▶ Tareas pendientes
1. Reproduce el fragmento del texto sobre la democracia y los partidos que comienza en "Todo se ha vuelto" y termina en "cambio de votos.".
2. Según el texto sobre la democracia y los partidos, ¿en qué año dirigió Margaret Thatcher a los conservadores británicos el discurso citado?

«La insatisfacción con la política es demasiado profunda tanto aquí como en el extranjero. La gente ha llegado a dudar del futuro del sistema democrático y sus instituciones. Desconfían de los políticos y tienen poca fe en el futuro». Esta afirmación podría pertenecer a cualquier artículo actual, pero no es una afirmación reciente. Forma parte de un discurso que Margaret Thatcher dirigió a los conservadores británicos en 1968 y en el que advertía sobre los retos que planteaba un sistema de Gobierno bastante novedoso, el democrático, donde cada persona es un voto y donde las discusiones que antes tenían lugar en la sociedad, ahora se producen dentro de esas organizaciones políticas que llamamos partidos.
Para que este trasvase funcione adecuadamente, los partidos deben proporcionar un espacio lo suficientemente amplio como para dar cabida a una variedad de opiniones que, aun siendo compatibles con sus principios generales, difieran entre sí. Así, mediante el debate en el seno del partido se llegará a acuerdos para dar forma a otra de las novedades del sistema democrático: el programa electoral.
Todo se ha vuelto tan grande y complejo, tan organizado, tan estandarizado, tan ‘tecnocratizado’… tan convenientemente inaccesible que no hay lugar para el individuo, sus méritos o talentos, sus necesidades o deseos, sus preferencias o costumbres
Esta manera de canalizar las diferentes sensibilidades sociales, aunque imperfecta, es bastante razonable. Sin embargo, la confección de programas cada vez más amplios y detallados para persuadir al mayor número posible de electores ha generado una consecuencia adversa: demasiado a menudo el votante la pregunta al político «¿qué vas a hacer por mí?». Y el político responde convirtiendo su programa es una serie de promesas a cambio de votos.

Entradas de señalamiento y etiquetado
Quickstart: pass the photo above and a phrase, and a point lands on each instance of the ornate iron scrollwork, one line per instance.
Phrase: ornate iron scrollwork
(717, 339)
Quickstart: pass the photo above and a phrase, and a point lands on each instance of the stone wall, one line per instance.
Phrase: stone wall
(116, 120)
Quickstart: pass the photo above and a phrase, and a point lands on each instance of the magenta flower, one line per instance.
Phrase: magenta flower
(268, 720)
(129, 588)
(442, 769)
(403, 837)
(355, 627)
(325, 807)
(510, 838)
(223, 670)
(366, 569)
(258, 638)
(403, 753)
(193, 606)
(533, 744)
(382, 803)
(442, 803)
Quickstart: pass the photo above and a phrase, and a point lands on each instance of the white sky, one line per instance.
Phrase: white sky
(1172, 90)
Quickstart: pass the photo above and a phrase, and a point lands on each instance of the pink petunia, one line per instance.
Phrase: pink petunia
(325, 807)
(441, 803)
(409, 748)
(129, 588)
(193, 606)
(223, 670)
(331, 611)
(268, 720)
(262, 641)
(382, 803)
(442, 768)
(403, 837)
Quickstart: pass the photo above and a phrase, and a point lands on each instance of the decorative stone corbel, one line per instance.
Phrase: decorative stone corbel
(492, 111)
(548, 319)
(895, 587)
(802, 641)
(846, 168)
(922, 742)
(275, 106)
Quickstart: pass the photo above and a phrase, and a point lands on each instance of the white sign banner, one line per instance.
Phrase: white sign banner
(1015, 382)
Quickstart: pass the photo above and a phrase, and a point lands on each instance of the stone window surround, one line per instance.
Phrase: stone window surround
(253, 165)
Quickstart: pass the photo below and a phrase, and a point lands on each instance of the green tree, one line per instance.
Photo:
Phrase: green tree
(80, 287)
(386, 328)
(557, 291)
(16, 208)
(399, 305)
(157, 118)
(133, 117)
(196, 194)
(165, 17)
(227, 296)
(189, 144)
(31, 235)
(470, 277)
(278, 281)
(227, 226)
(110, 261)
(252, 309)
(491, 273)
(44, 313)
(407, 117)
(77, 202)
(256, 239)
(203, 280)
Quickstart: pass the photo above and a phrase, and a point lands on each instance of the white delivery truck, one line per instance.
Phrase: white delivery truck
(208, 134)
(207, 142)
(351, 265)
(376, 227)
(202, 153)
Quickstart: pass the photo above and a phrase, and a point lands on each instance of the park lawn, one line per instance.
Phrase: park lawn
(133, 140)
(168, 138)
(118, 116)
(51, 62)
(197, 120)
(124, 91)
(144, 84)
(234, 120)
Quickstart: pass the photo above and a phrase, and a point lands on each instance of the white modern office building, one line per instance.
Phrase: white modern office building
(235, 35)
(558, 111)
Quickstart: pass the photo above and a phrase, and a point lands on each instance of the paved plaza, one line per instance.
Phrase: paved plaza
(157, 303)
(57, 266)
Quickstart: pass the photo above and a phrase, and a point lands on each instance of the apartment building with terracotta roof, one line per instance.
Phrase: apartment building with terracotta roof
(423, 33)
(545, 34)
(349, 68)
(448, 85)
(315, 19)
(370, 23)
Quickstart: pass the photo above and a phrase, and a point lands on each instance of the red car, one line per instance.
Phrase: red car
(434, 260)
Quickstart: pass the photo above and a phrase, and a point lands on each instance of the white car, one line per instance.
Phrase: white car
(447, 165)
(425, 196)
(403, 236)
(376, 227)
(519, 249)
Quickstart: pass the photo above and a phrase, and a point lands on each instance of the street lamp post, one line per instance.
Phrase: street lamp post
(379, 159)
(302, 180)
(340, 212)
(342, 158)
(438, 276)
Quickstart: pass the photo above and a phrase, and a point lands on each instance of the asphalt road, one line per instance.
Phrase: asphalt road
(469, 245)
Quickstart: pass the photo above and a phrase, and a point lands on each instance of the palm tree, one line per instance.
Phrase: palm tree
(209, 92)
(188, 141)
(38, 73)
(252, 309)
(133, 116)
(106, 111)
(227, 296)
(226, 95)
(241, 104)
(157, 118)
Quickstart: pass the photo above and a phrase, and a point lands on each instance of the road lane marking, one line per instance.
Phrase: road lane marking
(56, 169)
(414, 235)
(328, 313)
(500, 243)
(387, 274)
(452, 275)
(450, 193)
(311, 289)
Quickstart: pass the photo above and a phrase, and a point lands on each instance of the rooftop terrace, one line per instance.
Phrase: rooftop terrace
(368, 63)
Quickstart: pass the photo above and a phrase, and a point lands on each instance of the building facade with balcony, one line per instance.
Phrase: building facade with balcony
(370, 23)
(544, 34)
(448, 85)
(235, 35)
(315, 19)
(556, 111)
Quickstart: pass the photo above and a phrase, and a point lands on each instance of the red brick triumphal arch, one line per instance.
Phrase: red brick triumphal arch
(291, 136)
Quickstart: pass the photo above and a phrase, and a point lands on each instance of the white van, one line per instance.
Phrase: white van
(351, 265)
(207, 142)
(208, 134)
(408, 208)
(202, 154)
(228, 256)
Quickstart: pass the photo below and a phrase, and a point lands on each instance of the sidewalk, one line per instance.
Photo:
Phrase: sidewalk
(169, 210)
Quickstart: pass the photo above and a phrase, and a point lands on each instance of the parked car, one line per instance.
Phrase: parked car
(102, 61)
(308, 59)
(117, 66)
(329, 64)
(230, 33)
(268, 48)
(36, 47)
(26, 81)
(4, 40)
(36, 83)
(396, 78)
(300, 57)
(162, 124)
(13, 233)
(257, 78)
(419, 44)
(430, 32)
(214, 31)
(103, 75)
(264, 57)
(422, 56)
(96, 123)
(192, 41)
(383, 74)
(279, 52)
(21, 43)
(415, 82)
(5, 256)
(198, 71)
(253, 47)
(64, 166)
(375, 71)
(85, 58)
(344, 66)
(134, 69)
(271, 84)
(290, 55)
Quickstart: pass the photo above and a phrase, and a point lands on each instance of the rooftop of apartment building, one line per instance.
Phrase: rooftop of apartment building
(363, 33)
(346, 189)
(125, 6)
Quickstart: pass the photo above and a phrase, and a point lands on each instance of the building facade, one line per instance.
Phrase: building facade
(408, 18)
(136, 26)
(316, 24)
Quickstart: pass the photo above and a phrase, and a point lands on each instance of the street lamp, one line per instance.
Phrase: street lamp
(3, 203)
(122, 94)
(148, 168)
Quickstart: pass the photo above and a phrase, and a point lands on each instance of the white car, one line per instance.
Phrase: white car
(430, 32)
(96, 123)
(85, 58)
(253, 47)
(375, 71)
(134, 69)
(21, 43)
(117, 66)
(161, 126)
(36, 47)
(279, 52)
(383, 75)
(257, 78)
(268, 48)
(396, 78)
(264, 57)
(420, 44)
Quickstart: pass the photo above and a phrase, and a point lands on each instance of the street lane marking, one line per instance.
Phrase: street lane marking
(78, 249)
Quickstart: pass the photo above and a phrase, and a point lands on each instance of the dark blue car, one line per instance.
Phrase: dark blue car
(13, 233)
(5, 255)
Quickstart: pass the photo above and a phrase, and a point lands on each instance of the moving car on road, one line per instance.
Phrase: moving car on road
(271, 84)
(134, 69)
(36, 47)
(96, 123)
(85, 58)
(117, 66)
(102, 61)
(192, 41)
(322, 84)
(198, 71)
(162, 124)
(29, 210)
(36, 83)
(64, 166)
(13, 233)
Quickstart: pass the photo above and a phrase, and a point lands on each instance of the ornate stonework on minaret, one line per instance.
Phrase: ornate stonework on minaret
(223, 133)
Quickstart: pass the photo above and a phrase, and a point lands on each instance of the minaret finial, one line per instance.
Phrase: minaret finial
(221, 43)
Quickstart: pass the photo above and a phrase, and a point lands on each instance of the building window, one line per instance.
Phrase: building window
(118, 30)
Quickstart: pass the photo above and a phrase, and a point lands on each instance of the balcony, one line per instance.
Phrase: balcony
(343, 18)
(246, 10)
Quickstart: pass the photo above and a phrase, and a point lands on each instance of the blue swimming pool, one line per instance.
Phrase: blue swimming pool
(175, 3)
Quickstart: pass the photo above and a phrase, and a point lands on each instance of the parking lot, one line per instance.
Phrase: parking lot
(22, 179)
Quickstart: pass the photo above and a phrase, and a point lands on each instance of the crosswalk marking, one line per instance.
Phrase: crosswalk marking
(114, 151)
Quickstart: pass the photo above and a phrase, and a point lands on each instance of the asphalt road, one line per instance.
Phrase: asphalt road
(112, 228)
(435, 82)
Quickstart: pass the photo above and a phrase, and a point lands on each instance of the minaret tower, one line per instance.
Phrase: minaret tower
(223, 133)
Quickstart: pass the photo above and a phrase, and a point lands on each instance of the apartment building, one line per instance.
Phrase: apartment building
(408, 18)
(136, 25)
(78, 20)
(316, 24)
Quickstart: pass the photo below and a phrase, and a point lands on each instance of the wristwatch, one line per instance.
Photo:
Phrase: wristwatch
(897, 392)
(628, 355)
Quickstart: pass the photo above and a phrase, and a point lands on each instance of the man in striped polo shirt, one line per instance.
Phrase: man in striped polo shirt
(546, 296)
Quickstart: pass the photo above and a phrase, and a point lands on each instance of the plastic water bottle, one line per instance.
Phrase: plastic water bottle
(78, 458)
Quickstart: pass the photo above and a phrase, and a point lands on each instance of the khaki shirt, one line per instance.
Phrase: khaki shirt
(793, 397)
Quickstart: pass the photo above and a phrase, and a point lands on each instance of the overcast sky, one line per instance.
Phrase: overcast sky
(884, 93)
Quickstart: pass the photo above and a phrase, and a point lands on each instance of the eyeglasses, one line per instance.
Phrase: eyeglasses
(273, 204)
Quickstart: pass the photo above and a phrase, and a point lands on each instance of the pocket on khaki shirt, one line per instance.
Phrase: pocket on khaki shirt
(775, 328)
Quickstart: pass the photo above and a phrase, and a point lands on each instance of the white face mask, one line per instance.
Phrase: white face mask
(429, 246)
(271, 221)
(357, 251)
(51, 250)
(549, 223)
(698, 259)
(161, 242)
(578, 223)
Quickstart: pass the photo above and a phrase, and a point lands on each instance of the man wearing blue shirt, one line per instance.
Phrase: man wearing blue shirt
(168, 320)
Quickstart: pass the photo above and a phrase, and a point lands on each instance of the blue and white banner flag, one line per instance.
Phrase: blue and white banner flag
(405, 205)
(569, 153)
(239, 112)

▶ Resultados por tarea
1.
Todo se ha vuelto tan grande y complejo, tan organizado, tan estandarizado, tan ‘tecnocratizado’… tan convenientemente inaccesible que no hay lugar para el individuo, sus méritos o talentos, sus necesidades o deseos, sus preferencias o costumbres
Esta manera de canalizar las diferentes sensibilidades sociales, aunque imperfecta, es bastante razonable. Sin embargo, la confección de programas cada vez más amplios y detallados para persuadir al mayor número posible de electores ha generado una consecuencia adversa: demasiado a menudo el votante la pregunta al político «¿qué vas a hacer por mí?». Y el político responde convirtiendo su programa es una serie de promesas a cambio de votos.

2. En 1968.